◆ **Directions**
Please repeat the records word for word and skip the pictures.

(Image-grounded pointing data)
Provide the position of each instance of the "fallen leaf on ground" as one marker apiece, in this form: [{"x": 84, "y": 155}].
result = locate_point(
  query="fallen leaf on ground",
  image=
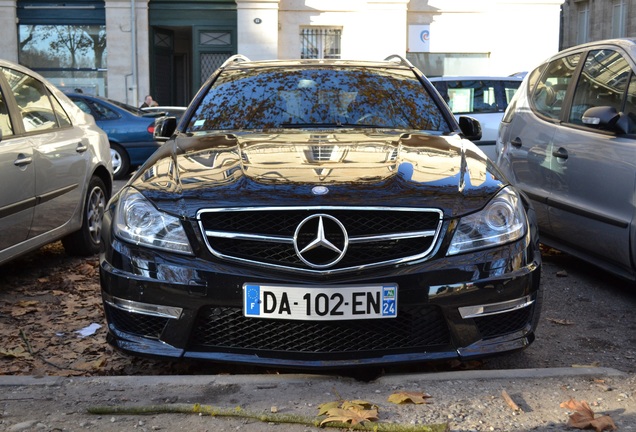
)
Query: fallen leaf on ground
[
  {"x": 509, "y": 401},
  {"x": 349, "y": 416},
  {"x": 583, "y": 417},
  {"x": 409, "y": 397}
]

◆ **Exercise solution**
Provide the position of each instance of the "fallen leaf on ground" as one marker apiece, in this form: [{"x": 84, "y": 155}].
result = locate_point(
  query="fallen leaf on ground",
  image=
)
Query: fallen leaf on ground
[
  {"x": 509, "y": 401},
  {"x": 349, "y": 416},
  {"x": 583, "y": 417},
  {"x": 409, "y": 397}
]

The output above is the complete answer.